Referring expression data:
⁂
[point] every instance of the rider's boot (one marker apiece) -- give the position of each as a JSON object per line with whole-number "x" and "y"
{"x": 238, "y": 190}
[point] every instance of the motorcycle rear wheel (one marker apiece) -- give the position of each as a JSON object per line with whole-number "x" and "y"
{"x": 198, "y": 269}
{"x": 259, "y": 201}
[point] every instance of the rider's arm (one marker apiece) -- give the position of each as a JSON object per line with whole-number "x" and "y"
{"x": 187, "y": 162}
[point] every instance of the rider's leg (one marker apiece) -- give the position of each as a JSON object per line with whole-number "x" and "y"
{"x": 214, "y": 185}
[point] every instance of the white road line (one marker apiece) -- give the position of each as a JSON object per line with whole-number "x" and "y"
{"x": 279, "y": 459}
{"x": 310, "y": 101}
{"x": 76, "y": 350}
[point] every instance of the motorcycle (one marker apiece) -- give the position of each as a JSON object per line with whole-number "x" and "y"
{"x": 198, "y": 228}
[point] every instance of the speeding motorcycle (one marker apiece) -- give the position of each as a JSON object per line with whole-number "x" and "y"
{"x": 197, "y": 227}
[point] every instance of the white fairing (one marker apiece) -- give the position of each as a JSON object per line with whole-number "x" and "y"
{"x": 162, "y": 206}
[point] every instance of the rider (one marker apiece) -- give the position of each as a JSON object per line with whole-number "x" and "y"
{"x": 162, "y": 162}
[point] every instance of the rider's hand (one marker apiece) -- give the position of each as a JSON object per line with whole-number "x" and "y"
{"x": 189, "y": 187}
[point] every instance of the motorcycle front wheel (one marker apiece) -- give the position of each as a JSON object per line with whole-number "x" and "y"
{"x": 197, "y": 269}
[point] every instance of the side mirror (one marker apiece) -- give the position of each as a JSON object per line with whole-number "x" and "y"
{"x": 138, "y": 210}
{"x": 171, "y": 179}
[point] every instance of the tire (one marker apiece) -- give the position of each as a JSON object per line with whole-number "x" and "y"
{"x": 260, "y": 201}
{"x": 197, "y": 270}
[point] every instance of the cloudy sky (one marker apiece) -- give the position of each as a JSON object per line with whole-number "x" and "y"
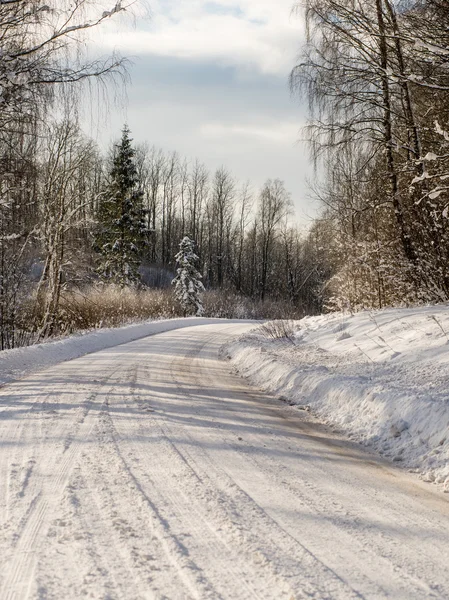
{"x": 210, "y": 80}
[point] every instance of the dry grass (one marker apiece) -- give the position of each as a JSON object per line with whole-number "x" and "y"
{"x": 111, "y": 306}
{"x": 279, "y": 330}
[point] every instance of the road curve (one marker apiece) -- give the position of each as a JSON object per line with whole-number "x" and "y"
{"x": 149, "y": 470}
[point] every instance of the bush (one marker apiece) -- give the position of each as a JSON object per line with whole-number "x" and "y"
{"x": 111, "y": 306}
{"x": 278, "y": 330}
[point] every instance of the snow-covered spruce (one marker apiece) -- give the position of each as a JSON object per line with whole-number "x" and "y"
{"x": 188, "y": 285}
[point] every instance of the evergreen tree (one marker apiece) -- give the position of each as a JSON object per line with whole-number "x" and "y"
{"x": 188, "y": 286}
{"x": 121, "y": 237}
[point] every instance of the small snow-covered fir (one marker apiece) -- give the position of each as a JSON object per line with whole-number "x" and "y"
{"x": 188, "y": 285}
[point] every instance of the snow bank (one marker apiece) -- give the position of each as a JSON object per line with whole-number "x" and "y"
{"x": 381, "y": 377}
{"x": 22, "y": 361}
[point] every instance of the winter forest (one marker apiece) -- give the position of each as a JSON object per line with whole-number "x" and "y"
{"x": 91, "y": 238}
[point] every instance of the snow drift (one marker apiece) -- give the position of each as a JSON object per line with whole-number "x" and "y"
{"x": 381, "y": 377}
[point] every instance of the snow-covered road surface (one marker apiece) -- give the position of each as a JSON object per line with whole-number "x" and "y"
{"x": 149, "y": 471}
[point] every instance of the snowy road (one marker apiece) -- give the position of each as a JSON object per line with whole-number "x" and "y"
{"x": 149, "y": 471}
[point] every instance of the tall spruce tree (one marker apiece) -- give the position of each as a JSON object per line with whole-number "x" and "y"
{"x": 122, "y": 231}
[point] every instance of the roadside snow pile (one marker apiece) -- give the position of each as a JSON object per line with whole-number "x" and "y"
{"x": 382, "y": 377}
{"x": 21, "y": 361}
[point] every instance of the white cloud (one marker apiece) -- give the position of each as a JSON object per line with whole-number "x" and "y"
{"x": 248, "y": 34}
{"x": 284, "y": 133}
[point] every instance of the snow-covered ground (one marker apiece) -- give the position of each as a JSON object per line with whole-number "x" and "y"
{"x": 19, "y": 362}
{"x": 381, "y": 377}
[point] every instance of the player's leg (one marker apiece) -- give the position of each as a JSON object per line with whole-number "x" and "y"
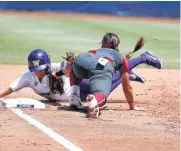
{"x": 146, "y": 58}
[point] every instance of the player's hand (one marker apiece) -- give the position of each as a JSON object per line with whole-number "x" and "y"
{"x": 56, "y": 77}
{"x": 128, "y": 55}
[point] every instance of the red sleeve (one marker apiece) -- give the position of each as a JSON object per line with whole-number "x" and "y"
{"x": 125, "y": 66}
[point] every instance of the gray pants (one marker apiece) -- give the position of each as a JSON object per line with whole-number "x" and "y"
{"x": 86, "y": 66}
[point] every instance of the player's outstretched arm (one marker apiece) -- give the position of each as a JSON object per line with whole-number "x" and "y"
{"x": 6, "y": 91}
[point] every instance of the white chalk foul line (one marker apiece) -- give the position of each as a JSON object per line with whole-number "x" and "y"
{"x": 59, "y": 139}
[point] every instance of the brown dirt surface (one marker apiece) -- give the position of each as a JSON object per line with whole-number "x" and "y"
{"x": 93, "y": 16}
{"x": 118, "y": 129}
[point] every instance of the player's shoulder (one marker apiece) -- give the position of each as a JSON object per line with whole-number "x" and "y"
{"x": 26, "y": 74}
{"x": 57, "y": 66}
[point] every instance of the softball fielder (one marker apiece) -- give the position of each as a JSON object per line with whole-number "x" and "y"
{"x": 40, "y": 79}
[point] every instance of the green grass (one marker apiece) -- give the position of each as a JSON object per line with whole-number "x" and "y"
{"x": 20, "y": 34}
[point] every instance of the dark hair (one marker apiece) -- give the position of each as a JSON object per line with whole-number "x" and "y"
{"x": 111, "y": 40}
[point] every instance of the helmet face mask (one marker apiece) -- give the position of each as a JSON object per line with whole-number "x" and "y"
{"x": 38, "y": 60}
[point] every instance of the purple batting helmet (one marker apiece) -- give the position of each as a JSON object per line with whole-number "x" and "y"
{"x": 38, "y": 59}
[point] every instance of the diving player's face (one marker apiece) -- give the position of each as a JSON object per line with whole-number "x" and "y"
{"x": 40, "y": 73}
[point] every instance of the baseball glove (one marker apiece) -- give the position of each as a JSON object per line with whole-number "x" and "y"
{"x": 70, "y": 57}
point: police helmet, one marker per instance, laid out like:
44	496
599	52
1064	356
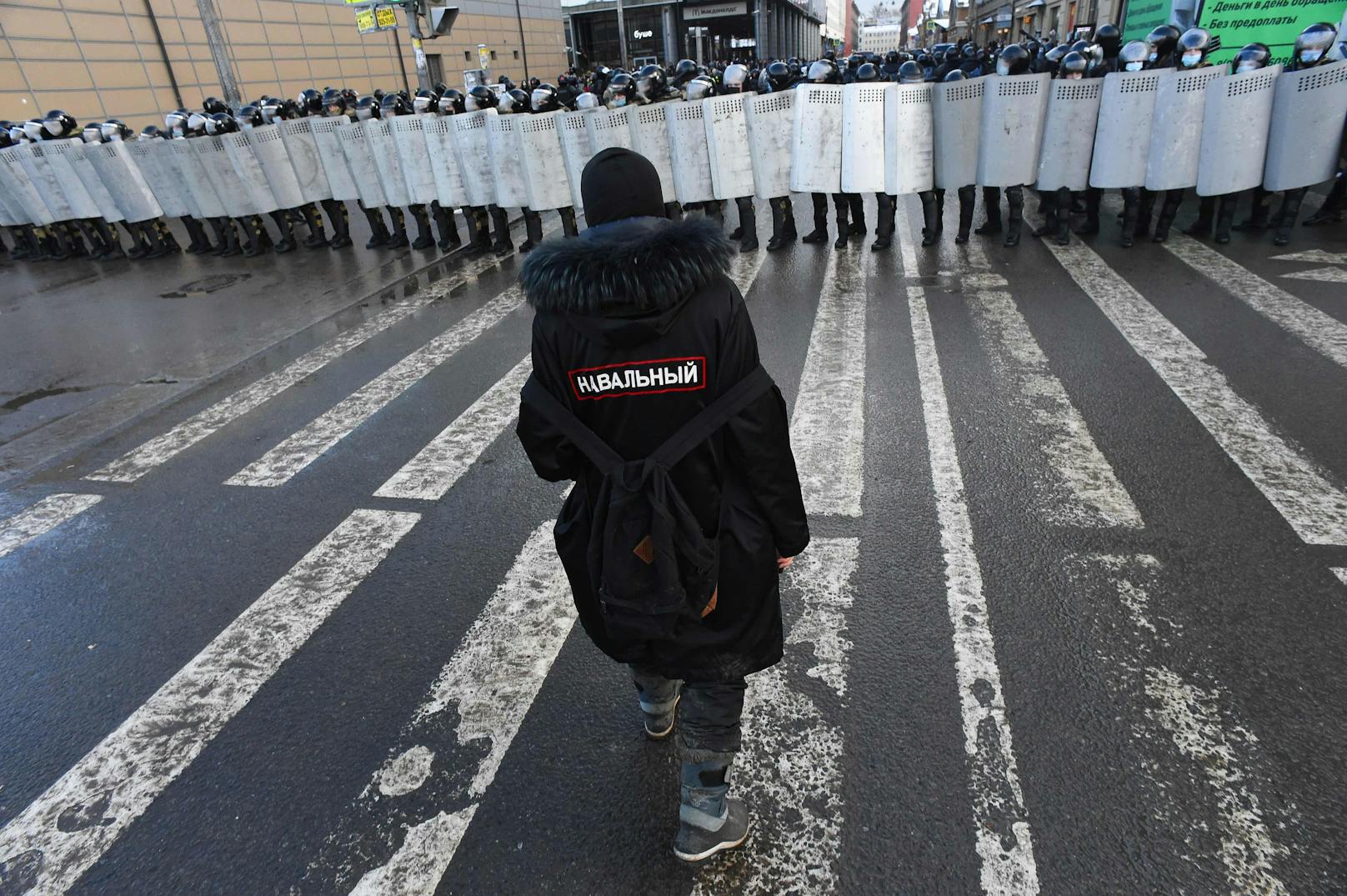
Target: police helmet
544	98
1014	59
1250	58
1073	67
1134	54
480	98
1314	43
779	76
911	73
734	78
367	108
59	123
651	83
⁂
▸ **Requirement**:
Would you transcribe each of the entries exactly, skipping the pictures?

▸ **Task answer**:
[point] every instance of the rider's boot (one marker apiece) -- give the position of each as a JSON object per line with whole-number "x" and "y"
{"x": 238, "y": 190}
[point] every instance of the motorcycle rear wheel (one marker apiece) -- give the position of each as a JSON object per line with whole-number "x" and "y"
{"x": 198, "y": 269}
{"x": 259, "y": 201}
[point] every instance of the rider's arm (one marker apiece) -- give the position of each as a JSON object per line with whole-number "x" and "y"
{"x": 187, "y": 162}
[point] every instance of the rider's leg (one marker apiece) -- give the position of each as a JSON object per line with whole-number "x" and "y"
{"x": 214, "y": 185}
[point] every instance of the white road line (one marker apiece) -- give the position of each as a JSON object per line with whole-number "x" and "y"
{"x": 279, "y": 459}
{"x": 310, "y": 101}
{"x": 76, "y": 350}
[point] every instance of the motorcycle (one marker apiece) -- give the position of each as a JSON object per line with whole-number "x" and "y"
{"x": 198, "y": 228}
[point] every instance of the speeding motorcycle (one marker apiece) -- give the position of each as a JSON object per line with whole-number "x" and "y"
{"x": 197, "y": 227}
[point] every instance of the white fairing (one marker apiece) -- give the position of each as a JSON object per line with whole-number "x" and "y"
{"x": 162, "y": 206}
[point] every instance of the rider (one marker apiece) -- give the position of each as a JSON object per line with whole-number "x" and "y"
{"x": 162, "y": 162}
[point] every instance of the rider's hand (one marker apiece) -- give the position of each as a JSON object per line with whole-number "x" and "y"
{"x": 189, "y": 187}
[point] every instance of the motorcycle front wheel (one marker apiece) -- give the position of each as a JSON object per line with whole-number "x" and "y"
{"x": 197, "y": 269}
[point] every instance of the side mirror (one marker apiece) -- give the position of each as a JSON object per line with whole-number "x" and "y"
{"x": 138, "y": 210}
{"x": 171, "y": 179}
[point] every instance of the tire (one marker apiece) -- give the position of each as a JSON object per line with whole-number "x" and "y"
{"x": 260, "y": 201}
{"x": 197, "y": 270}
[point] every instance of the cloudy sky (one marker apiece) -- give the position of each as a JSON object per line with whole-number "x" and "y"
{"x": 210, "y": 80}
[point] every instance of the dry grass (one marker apiece) -- give the position of each as a JSON object per line with whole-number "x" and "y"
{"x": 111, "y": 306}
{"x": 279, "y": 330}
[point] every instance of the road curve (one marker apiece) -- give the position of each as a JSON object per line with whole-number "x" and "y"
{"x": 149, "y": 470}
[point] every instance of the bush (one marker apiece) -- give the position of each as a JSON object per line with whole-number "x" and "y"
{"x": 111, "y": 306}
{"x": 278, "y": 330}
[point] every instance of the snow-covered spruce (one marker apiece) -- give the position of each as a JSON object per line with whole-number "x" and "y"
{"x": 188, "y": 285}
[point] every instance of the evergreen tree (one marker apiece) -- give the position of each as a JSON object per line with whole-number "x" and "y"
{"x": 188, "y": 286}
{"x": 121, "y": 237}
[point] every instance of the small snow-covered fir (one marker apiece) -- give the position of each as a JSON object per line with whole-number "x" and "y"
{"x": 188, "y": 285}
[point] every instance of the snow bank (one marker apiece) -- give the position of each as a JSON object per line with whole-number "x" and "y"
{"x": 381, "y": 377}
{"x": 22, "y": 361}
[point] every instance of the winter forest (one marker apiece) -- give the position of each as a JSON object per line with whole-number "x" and "y"
{"x": 91, "y": 238}
[point] every instance of the snow drift (one marker apiece) -- give the position of each as a JSON object per line with whole-number "x" and "y"
{"x": 381, "y": 377}
[point] every instance of the snow-covered road surface (one marker apiece) -- give the position of each as a JSON object per line with whole-number "x" and "y"
{"x": 149, "y": 471}
[point] every instance of the snowy road (one marker apiece) -- give the position of each as a JSON object per line with whole-number "x" and "y"
{"x": 149, "y": 471}
[point] every instance of the tall spruce tree (one marker apiece) -- give the position of each as a JSON object per line with whole-number "x" and "y"
{"x": 122, "y": 231}
[point] every instance of the roadside snow pile (one marker apiece) -- give the position of each as a JSON object per line with whole-number "x" and "y"
{"x": 382, "y": 377}
{"x": 21, "y": 361}
[point] every instance of the white cloud (one marker apiece) -- give the position of each as a JSON object per line with whole-number "x" and "y"
{"x": 248, "y": 34}
{"x": 284, "y": 133}
[point] every instance of the snow-covered ground (one marker apiece) -- give the position of each as a JSON object per line with whole-number "x" and "y"
{"x": 19, "y": 362}
{"x": 381, "y": 377}
[point] every instance of the player's leg (one marker apiece) -- give the position of each as a JSON object per line with whole-number "x" and "y"
{"x": 146, "y": 58}
[point] every instance of the player's hand (one marker apiece) -- give the position of each as a JSON object per line with whole-number "x" and "y"
{"x": 56, "y": 77}
{"x": 128, "y": 55}
[point] every instance of the red sleeve (one marker apiece) -- give the position of each as a JSON object per line with whole-number "x" and "y"
{"x": 125, "y": 66}
[point] every instance of the gray pants (one marker apiece) -- give the position of each as a JSON object per line with whole-number "x" and "y"
{"x": 86, "y": 66}
[point] every instance of the player's outstretched arm (one marker apiece) -- give the position of each as a JSON object per line with whole-number "x" and "y"
{"x": 6, "y": 91}
[point] every instance of the white chalk foul line (one marker apiece) -- give the position of each as a JSON object per line with whole-number "x" and "y"
{"x": 59, "y": 139}
[point] every instance of the brown dirt surface (one marker apiece) -- give the position of each as a JSON object per line with whole-number "x" and "y"
{"x": 93, "y": 16}
{"x": 118, "y": 129}
[point] every instance of the player's shoulder (one marker apiece) -- give the position of each as a JSON object per line with whole-number "x" and "y"
{"x": 26, "y": 74}
{"x": 57, "y": 66}
[point] every instance of the softball fielder (one marker apiece) -- give the position of each as a JSON object per line with whole-number "x" and "y"
{"x": 40, "y": 79}
[point] every instance of the green grass (one marker apiece) -- give the position of each as a JSON object per line with whole-number "x" and "y"
{"x": 20, "y": 34}
[point] every instance of the dark hair (one marker apiece) -- give the position of each as a JSON object per line with whole-number "x" and "y"
{"x": 111, "y": 40}
[point] every instance of the helmet face mask (one marker apiece) -- give the position of each as a JSON object per line with whole-number "x" and "y"
{"x": 38, "y": 60}
[point] every instance of the purple batting helmet (one marker apiece) -- give the position of each as a JSON object per line with whole-number "x" and "y"
{"x": 38, "y": 59}
[point] every instance of the diving player's face (one marker apiece) -- give the position of each as a JSON object per line with whole-number "x" and "y"
{"x": 40, "y": 73}
[point] every instance of the baseball glove (one marker apiece) -- give the position of each as a JSON object per line with whole-number "x" and "y"
{"x": 70, "y": 57}
point: police helmet, one marker per instance, laid out like:
44	496
599	52
1064	356
Target: police helmet
544	98
1014	59
1250	58
1073	67
1134	54
480	98
1314	43
779	76
911	73
734	78
367	108
59	123
651	83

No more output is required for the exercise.